Excerpts from a dataset:
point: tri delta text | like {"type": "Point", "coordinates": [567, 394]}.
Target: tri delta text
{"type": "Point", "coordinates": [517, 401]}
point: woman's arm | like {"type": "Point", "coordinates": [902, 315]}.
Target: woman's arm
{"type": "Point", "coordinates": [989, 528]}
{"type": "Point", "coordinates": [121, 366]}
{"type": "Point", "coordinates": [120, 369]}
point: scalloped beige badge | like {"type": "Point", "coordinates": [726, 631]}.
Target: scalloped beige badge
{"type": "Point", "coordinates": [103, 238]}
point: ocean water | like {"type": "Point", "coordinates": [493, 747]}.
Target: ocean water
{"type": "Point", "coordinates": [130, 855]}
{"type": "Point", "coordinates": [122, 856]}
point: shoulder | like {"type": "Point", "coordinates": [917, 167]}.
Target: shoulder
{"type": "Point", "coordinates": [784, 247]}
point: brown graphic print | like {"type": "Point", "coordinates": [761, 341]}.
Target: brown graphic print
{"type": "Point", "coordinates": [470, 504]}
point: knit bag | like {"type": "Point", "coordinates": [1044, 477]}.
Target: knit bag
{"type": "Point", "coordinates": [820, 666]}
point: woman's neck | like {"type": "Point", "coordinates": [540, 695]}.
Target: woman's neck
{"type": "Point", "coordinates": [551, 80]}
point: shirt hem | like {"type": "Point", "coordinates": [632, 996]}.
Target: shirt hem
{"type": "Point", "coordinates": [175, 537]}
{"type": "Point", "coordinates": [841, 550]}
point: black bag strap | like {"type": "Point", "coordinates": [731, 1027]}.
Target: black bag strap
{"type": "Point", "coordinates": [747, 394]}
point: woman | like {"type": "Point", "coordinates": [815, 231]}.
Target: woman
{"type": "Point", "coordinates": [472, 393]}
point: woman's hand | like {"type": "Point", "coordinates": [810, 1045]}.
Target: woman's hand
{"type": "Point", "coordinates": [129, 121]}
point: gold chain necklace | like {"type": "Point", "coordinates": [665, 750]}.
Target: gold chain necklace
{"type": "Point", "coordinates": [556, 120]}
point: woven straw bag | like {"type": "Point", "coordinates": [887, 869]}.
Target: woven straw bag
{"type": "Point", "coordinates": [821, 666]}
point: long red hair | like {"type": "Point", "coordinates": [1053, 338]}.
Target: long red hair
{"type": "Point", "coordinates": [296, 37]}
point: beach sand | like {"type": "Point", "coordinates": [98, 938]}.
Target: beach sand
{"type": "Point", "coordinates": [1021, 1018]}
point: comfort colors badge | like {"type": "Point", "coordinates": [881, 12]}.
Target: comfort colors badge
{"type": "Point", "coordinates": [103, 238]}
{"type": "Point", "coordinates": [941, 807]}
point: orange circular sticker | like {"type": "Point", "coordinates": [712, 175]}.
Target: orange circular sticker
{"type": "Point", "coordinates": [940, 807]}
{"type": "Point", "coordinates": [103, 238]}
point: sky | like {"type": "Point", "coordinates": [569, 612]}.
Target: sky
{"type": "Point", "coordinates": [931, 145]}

> _REQUIRED ACTION_:
Retype every record without alteration.

> _SOLUTION TO THIS PROBLEM_:
point: tri delta text | like {"type": "Point", "coordinates": [567, 394]}.
Target: tri delta text
{"type": "Point", "coordinates": [517, 401]}
point: woman's arm | like {"type": "Point", "coordinates": [902, 315]}.
Target: woman's arm
{"type": "Point", "coordinates": [989, 528]}
{"type": "Point", "coordinates": [121, 366]}
{"type": "Point", "coordinates": [120, 369]}
point: scalloped beige badge | like {"type": "Point", "coordinates": [726, 631]}.
Target: scalloped beige badge
{"type": "Point", "coordinates": [103, 238]}
point: ocean water | like {"type": "Point", "coordinates": [493, 747]}.
Target: ocean water
{"type": "Point", "coordinates": [130, 855]}
{"type": "Point", "coordinates": [122, 856]}
point: shoulder | like {"type": "Point", "coordinates": [917, 167]}.
Target: shoulder
{"type": "Point", "coordinates": [784, 247]}
point: brown graphic print | like {"type": "Point", "coordinates": [761, 341]}.
Target: brown graphic print
{"type": "Point", "coordinates": [470, 504]}
point: knit bag | like {"type": "Point", "coordinates": [1044, 477]}.
Target: knit bag
{"type": "Point", "coordinates": [820, 666]}
point: woman's neck | like {"type": "Point", "coordinates": [540, 695]}.
Target: woman's neck
{"type": "Point", "coordinates": [551, 80]}
point: shirt hem | like {"type": "Point", "coordinates": [632, 996]}.
Target: shirt hem
{"type": "Point", "coordinates": [175, 537]}
{"type": "Point", "coordinates": [841, 550]}
point: black bag strap | like {"type": "Point", "coordinates": [731, 1027]}.
Target: black bag strap
{"type": "Point", "coordinates": [747, 394]}
point: woman | like {"type": "Point", "coordinates": [815, 231]}.
Target: woman
{"type": "Point", "coordinates": [472, 393]}
point: woman's hand | like {"type": "Point", "coordinates": [810, 1045]}.
Target: woman's hand
{"type": "Point", "coordinates": [129, 121]}
point: gold chain necklace | like {"type": "Point", "coordinates": [665, 750]}.
Target: gold chain necklace
{"type": "Point", "coordinates": [556, 120]}
point: woven straw bag | like {"type": "Point", "coordinates": [887, 869]}.
Target: woven straw bag
{"type": "Point", "coordinates": [821, 666]}
point: long red hair | like {"type": "Point", "coordinates": [1053, 338]}.
Target: long red hair
{"type": "Point", "coordinates": [296, 37]}
point: beach sand | like {"type": "Point", "coordinates": [98, 938]}.
Target: beach sand
{"type": "Point", "coordinates": [1021, 1018]}
point: comfort colors badge | like {"type": "Point", "coordinates": [881, 12]}.
Target: comfort colors badge
{"type": "Point", "coordinates": [103, 238]}
{"type": "Point", "coordinates": [941, 807]}
point: orange circular sticker | like {"type": "Point", "coordinates": [712, 175]}.
Target: orange circular sticker
{"type": "Point", "coordinates": [940, 807]}
{"type": "Point", "coordinates": [103, 238]}
point: sky | like {"type": "Point", "coordinates": [569, 612]}.
Target: sky
{"type": "Point", "coordinates": [931, 145]}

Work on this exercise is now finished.